▶ **Do this**
Recast the lines starting at the one containing "Indicate the barcode" and ending at the last line of the entries as a JSON list of strings, one string per line, with blank lines dropped and the pictures left out.

::: Input for this task :::

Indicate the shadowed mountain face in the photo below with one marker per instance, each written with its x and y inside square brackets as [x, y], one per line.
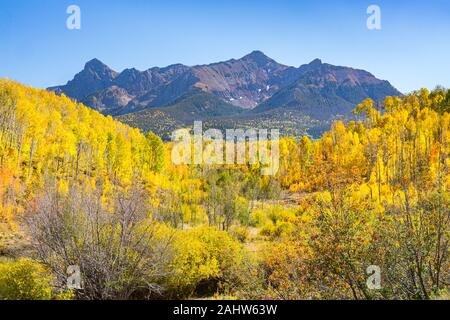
[252, 87]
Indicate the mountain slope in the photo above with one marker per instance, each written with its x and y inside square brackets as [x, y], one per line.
[253, 89]
[323, 90]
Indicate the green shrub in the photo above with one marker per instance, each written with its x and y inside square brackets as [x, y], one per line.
[25, 279]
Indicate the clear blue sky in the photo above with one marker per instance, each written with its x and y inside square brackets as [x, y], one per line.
[411, 51]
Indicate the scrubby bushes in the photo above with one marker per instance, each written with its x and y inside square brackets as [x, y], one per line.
[206, 261]
[26, 279]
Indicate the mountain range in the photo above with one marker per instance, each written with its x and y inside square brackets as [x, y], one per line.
[254, 90]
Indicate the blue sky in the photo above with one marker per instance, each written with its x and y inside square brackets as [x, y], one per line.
[411, 50]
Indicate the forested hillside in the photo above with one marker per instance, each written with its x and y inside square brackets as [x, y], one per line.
[81, 189]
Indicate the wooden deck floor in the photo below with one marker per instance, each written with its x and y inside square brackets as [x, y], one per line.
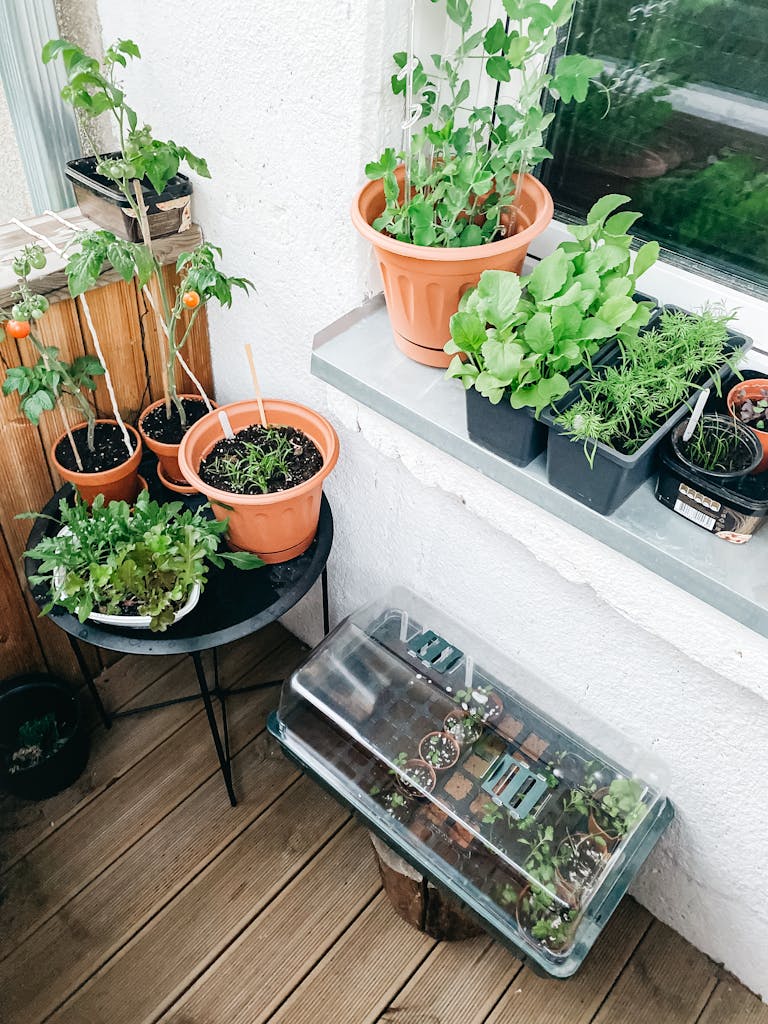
[139, 896]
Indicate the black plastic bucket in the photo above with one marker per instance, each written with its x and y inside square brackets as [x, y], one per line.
[24, 699]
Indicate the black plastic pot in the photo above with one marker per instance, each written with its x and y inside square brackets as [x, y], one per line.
[613, 475]
[26, 698]
[732, 511]
[101, 201]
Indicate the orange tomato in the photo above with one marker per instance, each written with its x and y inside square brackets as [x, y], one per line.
[17, 329]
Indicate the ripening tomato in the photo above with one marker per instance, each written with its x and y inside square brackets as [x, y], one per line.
[17, 329]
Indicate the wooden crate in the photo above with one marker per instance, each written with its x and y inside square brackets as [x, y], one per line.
[128, 333]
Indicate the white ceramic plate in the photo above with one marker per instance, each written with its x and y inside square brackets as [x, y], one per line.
[131, 622]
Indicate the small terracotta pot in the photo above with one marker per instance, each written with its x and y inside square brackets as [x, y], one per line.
[167, 454]
[423, 284]
[740, 392]
[118, 484]
[469, 727]
[278, 526]
[454, 742]
[411, 791]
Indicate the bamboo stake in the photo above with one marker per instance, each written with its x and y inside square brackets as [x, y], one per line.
[182, 363]
[89, 322]
[256, 387]
[144, 225]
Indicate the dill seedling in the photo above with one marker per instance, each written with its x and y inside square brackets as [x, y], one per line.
[658, 371]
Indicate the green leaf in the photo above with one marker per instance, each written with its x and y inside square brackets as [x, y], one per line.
[549, 275]
[538, 333]
[503, 359]
[468, 331]
[604, 207]
[498, 68]
[645, 258]
[499, 294]
[572, 74]
[496, 37]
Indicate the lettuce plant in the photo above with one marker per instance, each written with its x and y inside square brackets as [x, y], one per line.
[463, 163]
[520, 337]
[120, 560]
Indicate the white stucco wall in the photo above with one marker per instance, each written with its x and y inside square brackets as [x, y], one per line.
[14, 195]
[288, 100]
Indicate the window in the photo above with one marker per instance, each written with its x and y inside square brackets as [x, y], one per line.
[679, 122]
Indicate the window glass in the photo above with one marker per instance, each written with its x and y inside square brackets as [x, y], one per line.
[678, 122]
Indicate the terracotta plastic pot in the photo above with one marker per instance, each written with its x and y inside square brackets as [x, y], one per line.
[423, 284]
[275, 526]
[167, 454]
[740, 392]
[118, 484]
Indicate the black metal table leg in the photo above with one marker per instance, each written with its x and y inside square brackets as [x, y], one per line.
[224, 762]
[83, 666]
[326, 610]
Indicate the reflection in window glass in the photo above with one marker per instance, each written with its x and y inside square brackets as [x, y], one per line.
[678, 122]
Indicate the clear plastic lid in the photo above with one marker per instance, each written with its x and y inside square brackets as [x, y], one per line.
[525, 805]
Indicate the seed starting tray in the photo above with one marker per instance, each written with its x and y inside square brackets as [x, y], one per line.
[453, 755]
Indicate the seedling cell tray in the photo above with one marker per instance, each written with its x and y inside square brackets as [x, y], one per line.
[613, 475]
[101, 202]
[539, 823]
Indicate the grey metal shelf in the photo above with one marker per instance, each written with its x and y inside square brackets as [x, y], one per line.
[356, 354]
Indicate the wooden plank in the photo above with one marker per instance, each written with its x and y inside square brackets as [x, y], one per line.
[52, 281]
[532, 999]
[44, 881]
[74, 944]
[59, 327]
[19, 647]
[666, 980]
[353, 983]
[115, 315]
[176, 945]
[459, 982]
[280, 947]
[732, 1004]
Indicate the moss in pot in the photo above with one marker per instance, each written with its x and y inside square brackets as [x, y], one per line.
[144, 562]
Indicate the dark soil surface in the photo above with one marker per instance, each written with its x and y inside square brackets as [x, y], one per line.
[302, 462]
[109, 450]
[170, 431]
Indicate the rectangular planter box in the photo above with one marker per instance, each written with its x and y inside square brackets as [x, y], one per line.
[358, 716]
[515, 434]
[613, 475]
[102, 203]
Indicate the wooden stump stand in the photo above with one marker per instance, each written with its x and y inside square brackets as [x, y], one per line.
[428, 907]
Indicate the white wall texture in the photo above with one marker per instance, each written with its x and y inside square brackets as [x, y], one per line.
[288, 100]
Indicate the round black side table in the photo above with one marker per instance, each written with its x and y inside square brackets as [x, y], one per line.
[233, 604]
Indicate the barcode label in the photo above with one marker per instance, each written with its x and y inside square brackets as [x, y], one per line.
[694, 515]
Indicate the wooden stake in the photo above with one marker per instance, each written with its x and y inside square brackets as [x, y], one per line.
[256, 388]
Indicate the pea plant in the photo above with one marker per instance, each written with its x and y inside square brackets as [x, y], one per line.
[93, 89]
[520, 337]
[465, 163]
[50, 382]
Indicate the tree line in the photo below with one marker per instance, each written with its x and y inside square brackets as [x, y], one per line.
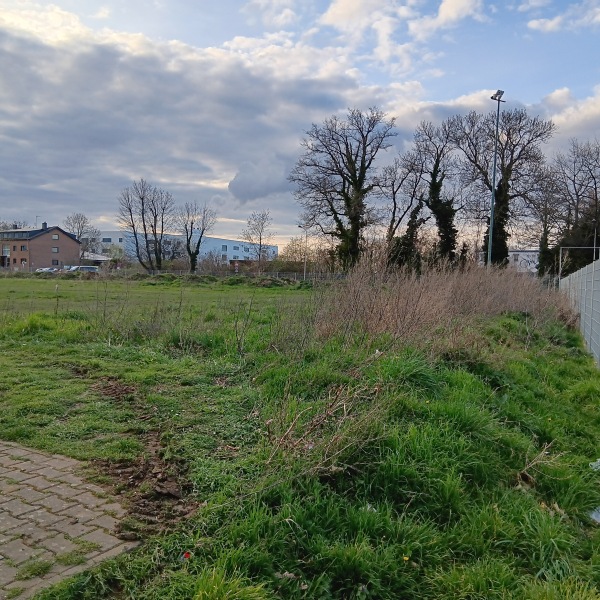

:::

▶ **Exercise output**
[
  "Indicate the barcode label in the photo above with one marker per instance, each written with its x and y inside square brackets as [x, y], one per line.",
  "[694, 515]",
  "Indicate the wooden stake in the photo above with one marker per instance, each written with its x and y inside square brackets as [x, y], one per line.",
  "[256, 388]",
  "Indicate the pea plant in the photo above with one marker per instance, each written with its x and y inside square brackets as [x, y], one per line.",
  "[93, 89]",
  "[520, 337]",
  "[465, 163]",
  "[50, 382]",
  "Indicate the tree line in the photo below with one marker per instance, each written with its x and y inside square brackets as [x, y], one per line."
]